Enable private connectivity using AWS PrivateLink
This article explains how to use AWS PrivateLink for private connectivity between users and their Databricks workspaces and between the classic compute plane and the control plane within the Databricks workspace infrastructure.
Private connectivity overview
AWS PrivateLink enables private connectivity from AWS VPCs and on-premises networks to AWS services, avoiding exposure to the public internet. Databricks workspaces support PrivateLink connections for two types of connections:
Front-end (user to workspace): This connection type allows users to access the Databricks web application, REST API, and Databricks Connect API via a VPC interface endpoint.
Back-end (classic compute plane to control plane): Compute resources in the classic compute plane access core services of the Databricks workspace in the control plane, which is located in the Databricks cloud account. This connection type uses two different VPC interface endpoints to connect to two destinations: REST APIs and the secure cluster connectivity relay.
You can implement both front-end and back-end PrivateLink connections or just one of them, and you can optionally enforce private connectivity for the workspace, causing Databricks to reject any public network connections.
To enable PrivateLink connections, create Databricks configuration objects and update existing configuration objects with new fields.
The following diagram shows the network flow in a typical implementation.
Requirements
Your Databricks account is on the Enterprise pricing tier.
Your Databricks workspace must use a customer-managed VPC. See Configure a customer-managed VPC. You cannot convert an existing workspace from a Databricks-managed VPC to a customer-managed VPC.
Your Databricks workspace must use What is secure cluster connectivity?. To add back-end PrivateLink to an older workspace that does not use secure cluster connectivity, contact your Databricks account team.
You must have all necessary AWS permissions to set up a Databricks workspace and to create new VPC endpoints for your workspace.
To establish a front-end PrivateLink connection for accessing the workspace from your on-premises network, connect your on-premises network to an AWS VPC using Direct Connect or VPN.
Note
The us-west-1
region does not support PrivateLink.
Step 1: Configure AWS network objects
You can use the AWS Management Console to create these objects or automate the process with tools such as the Terraform provider for networks.
If you haven’t already, set up a VPC for your workspace. You can reuse a VPC from another workspace. To create a VPC, see Configure a customer-managed VPC. If updating a workspace for PrivateLink, ensure it already uses a customer-managed VPC.
Ensure your VPC has both DNS Hostnames and DNS resolution enabled.
Ensure that the network ACLs for the subnets have bidirectional (outbound and inbound) rules that allow TCP access to 0.0.0.0/0 for these ports:
443: for Databricks infrastructure, cloud data sources, and library repositories
3306: for the metastore
6666: for PrivateLink
2443: only for use with compliance security profile
8443: for internal calls from the Databricks compute plane to the Databricks control plane API
8444: for Unity Catalog logging and lineage data streaming into Databricks.
8445 through 8451: Future extendability.
Configure the necessary settings for either back-end PrivateLink, front-end PrivateLink, or both:
Create and configure an extra VPC subnet (optional):
For your VPC endpoints, including back-end PrivateLink VPC endpoints and also any optional VPC endpoints to other AWS services, you can create them in any of your workspace subnets as long as the network can route to the VPC endpoints.

WORK REQUIRED –
Revise the PrivateLink page from "8445 through 8451: Future" to "the VPC endpoints." by replacing "extendability" with "expansion", and give that passage in full. Answer from the PrivateLink page alone.

DATASET EXTRACT –
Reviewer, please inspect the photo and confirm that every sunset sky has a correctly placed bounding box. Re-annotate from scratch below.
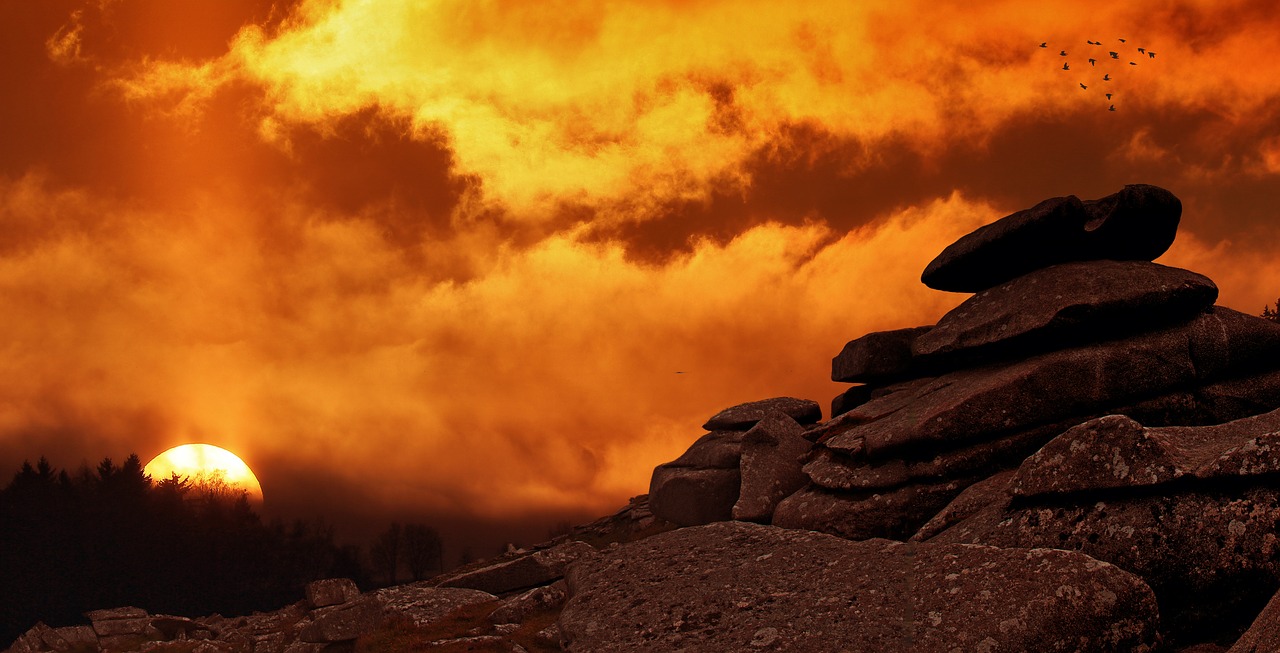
[0,0,1280,550]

FINAL RESULT –
8445 through 8451: Future expansion.
Configure the necessary settings for either back-end PrivateLink, front-end PrivateLink, or both:
Create and configure an extra VPC subnet (optional):
For your VPC endpoints, including back-end PrivateLink VPC endpoints and also any optional VPC endpoints to other AWS services, you can create them in any of your workspace subnets as long as the network can route to the VPC endpoints.